Ramesh @ Durga Singh Lodhi Vs State of M.P.

Madhya Pradesh High Court 21 Feb 2012 Criminal Appeal No. 746 of 1996 (2012) 02 MP CK 0009
Bench: Single Bench
Result Published
Acts Referenced

Judgement Snapshot

Case Number

Criminal Appeal No. 746 of 1996

Hon'ble Bench

R.C. Mishra, J

Advocates

Manish Datt and Mr. G.P. Patel, for the Appellant; Amit Kumar Sharma, Panel Lawyer, for the Respondent

Final Decision

Allowed

Acts Referred
  • Criminal Procedure Code, 1973 (CrPC) - Section 293
  • Evidence Act, 1872 - Section 27, 42, 50, 52
  • Narcotic Drugs and Psychotropic Substances Act, 1985 (NDPS) - Section 2(iii)(b), 20(b)(i), 35, 52A(1), 54

Judgement Text

Translate:

R.C. Mishra, J.@mdashThis appeal has been preferred against judgment dated 13-4-96 passed by Sessions Judge (designated as Special Judge under the Narcotic Drugs and Psychotropic Substances Act, 1985 (for brevity ''the Act'')], Damoh in S.T. No. 71/95, whereby the appellant was convicted u/s 20 (b) (i) of the Act and sentenced to undergo R.I. for 4 years and to pay fine of Rs. 2000/- and in default, to suffer RI for 6 months. Connected appeals, numbered as Cri. Appeal Nos. 864/96 and 878/96, arising out of same transaction, are being decided simultaneously but, by separate judgments with a view to avoiding conflict of opinions.

2. Prosecution story, in short, may be narrated thus:--

(i) On 8-2-95, Ved Prakash Sharma (P.W. 3) posted as Additional S.P. at Damoh, had come to Nohta for annual inspection of Police Station located there. At about 3.15 p.m., a credible information was received to the effect that a consignment of huge quantity of Ganja, packed in sacks, and transported in TATA-407 Vehicle No. MP-15D-0273, was unloaded at the house of Munna @ Narendra Singh situated in Village Khamaria Maujilal (for short ''Khamaria'') and was distributed to the appellant and other persons namely Harishankar (appellant in Cri. Appeal No. 864/96), Umrai Singh (appellant in Cri. Appeal No. 878/96), Lakhan Singh (since dead) (appellant in Cri. Appeal No. 788/96) and Narayan (since dead) (appellant in Cri. Appeal No. 797/96). This information was recorded at Sl. No. 215 of Rojnamcha of the Police Station. Thereafter, a police party headed by Ved Prakash Sharma and comprising SHO B.B. Sharma (P.W. 4) proceeded in Govt. Vehicle No. M.P.P. 1926 to the village.

Brief:
Extend the court judgment in the ganja case past its last sentence, carrying the prosecution story forward.

Dataset entries
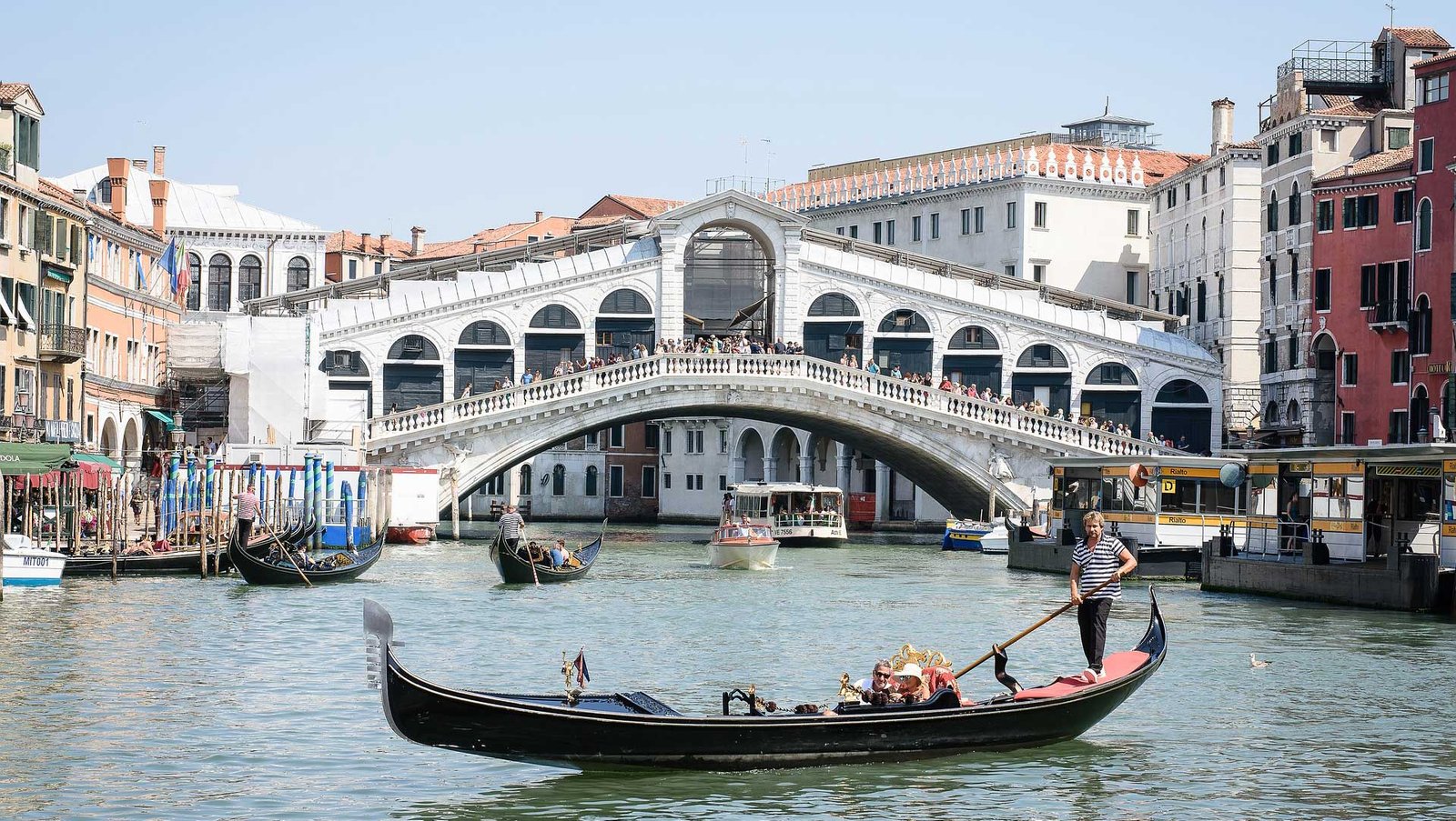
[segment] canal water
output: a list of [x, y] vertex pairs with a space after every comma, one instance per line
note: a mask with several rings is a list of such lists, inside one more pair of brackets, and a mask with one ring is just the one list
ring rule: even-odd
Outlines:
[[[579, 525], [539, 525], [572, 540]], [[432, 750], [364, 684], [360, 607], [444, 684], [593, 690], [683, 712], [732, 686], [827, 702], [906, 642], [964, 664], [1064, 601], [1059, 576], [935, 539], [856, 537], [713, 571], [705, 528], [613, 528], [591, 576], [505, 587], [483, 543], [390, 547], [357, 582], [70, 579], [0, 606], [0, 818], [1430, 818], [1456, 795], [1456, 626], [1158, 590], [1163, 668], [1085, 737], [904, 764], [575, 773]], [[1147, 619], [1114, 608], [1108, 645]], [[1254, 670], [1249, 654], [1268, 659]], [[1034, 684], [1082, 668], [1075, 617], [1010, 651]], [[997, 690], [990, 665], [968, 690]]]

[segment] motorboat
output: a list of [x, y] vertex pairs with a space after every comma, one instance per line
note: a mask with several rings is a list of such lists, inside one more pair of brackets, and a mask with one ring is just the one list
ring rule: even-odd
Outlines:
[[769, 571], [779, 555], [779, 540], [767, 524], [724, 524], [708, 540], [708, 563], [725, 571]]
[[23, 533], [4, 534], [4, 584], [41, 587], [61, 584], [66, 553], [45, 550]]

Solved problem:
(ii) The appellant and other suspects were called to Panchayat Bhavan for interrogation. Upon statement made by appellant in presence of panch witnesses viz., Kishore Singh (P.W. 1) and Babu Singh (P.W. 2) and at his instance, a white plastic sack containing 9 kg. of Ganja was recovered from his house located in Village Khamaria only.

(iii) The contraband was duly seized and was taken to the police station where a sample of 20 grams of the contraband was drawn. The sample was forwarded to FSL, Sagar for chemical analysis. Corresponding report (Exh. P-8) indicated that the sample contained Ganja.

3. Appellant abjured the guilt and pleaded false implication due to political rivalry at the instance of co-villager Deshraj Singh. However, no evidence was led in defence.

4. Legality and propriety of the impugned conviction have been challenged on these grounds:--

(a) Non-corroboration of the prosecution case by independent witnesses.

(b) Non-compliance with statutory provisions relating to search and seizure of the contraband.

(c) Possibility that the seized article was tampered with at the police station.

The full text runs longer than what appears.